• Exercise goal: In the records below, change every "bride's" to "woman's" and reproduce them otherwise unchanged.

• Dataset records:
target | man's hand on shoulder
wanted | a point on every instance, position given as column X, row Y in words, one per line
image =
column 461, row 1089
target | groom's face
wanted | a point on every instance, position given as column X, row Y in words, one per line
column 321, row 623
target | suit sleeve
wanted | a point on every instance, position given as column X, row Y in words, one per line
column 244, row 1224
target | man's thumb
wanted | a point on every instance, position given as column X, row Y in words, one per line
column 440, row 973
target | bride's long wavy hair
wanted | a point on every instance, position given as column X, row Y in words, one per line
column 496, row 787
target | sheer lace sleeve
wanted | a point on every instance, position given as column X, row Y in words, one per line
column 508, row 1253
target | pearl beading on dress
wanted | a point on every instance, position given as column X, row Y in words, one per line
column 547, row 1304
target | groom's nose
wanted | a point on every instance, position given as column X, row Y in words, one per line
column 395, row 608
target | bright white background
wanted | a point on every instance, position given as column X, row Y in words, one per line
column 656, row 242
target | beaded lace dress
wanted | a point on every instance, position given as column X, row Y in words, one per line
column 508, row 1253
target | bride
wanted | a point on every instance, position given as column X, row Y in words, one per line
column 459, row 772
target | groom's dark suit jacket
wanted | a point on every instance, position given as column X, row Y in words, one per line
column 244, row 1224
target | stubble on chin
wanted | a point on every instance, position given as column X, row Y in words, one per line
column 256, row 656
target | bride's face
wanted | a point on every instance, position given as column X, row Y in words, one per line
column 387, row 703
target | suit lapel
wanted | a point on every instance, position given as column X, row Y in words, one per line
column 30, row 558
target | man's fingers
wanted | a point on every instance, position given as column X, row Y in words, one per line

• Complete answer:
target | man's hand on shoulder
wanted | a point on every instance, position given as column X, row Y in words, one per line
image =
column 461, row 1089
target | groom's face
wanted | a point on every instance, position given as column X, row Y in words, one per line
column 321, row 623
target | suit sleeve
wanted | a point on every instance, position given as column X, row Y in words, one per line
column 244, row 1224
target | man's thumb
wanted | a point on every instance, position given as column X, row Y in words, one per line
column 440, row 973
target | woman's long wavy hair
wanted | a point on every instance, position given as column X, row Y in words, one per line
column 496, row 787
target | sheer lace sleeve
wanted | a point on every instance, position given as column X, row Y in words, one per line
column 508, row 1253
target | pearl beading on dress
wanted | a point on every instance, position given as column X, row Y in words, one per line
column 547, row 1304
target | groom's nose
wanted | a point on every instance, position given as column X, row Y in words, one per line
column 395, row 608
target | bright white background
wanted | a point on every instance, position given as column X, row Y in words, one per line
column 656, row 242
target | beaded lace dress
wanted | a point on every instance, position given as column X, row Y in words, one per line
column 508, row 1253
target | bride
wanted | a point on every instance, position given as column X, row Y in words, one per line
column 459, row 772
target | groom's dark suit jacket
wanted | a point on every instance, position given as column X, row Y in words, one per line
column 244, row 1224
target | stubble on chin
wanted | a point on every instance, position given as column X, row Y in words, one per line
column 256, row 656
target | woman's face
wanted | a point on every instance, position given as column X, row Y in words, one per line
column 387, row 703
target | suit lapel
wanted | a point on every instance, position given as column X, row Y in words, one per line
column 30, row 558
target | man's fingers
wanted | a point on every instance, position given as column X, row Y in words, one per line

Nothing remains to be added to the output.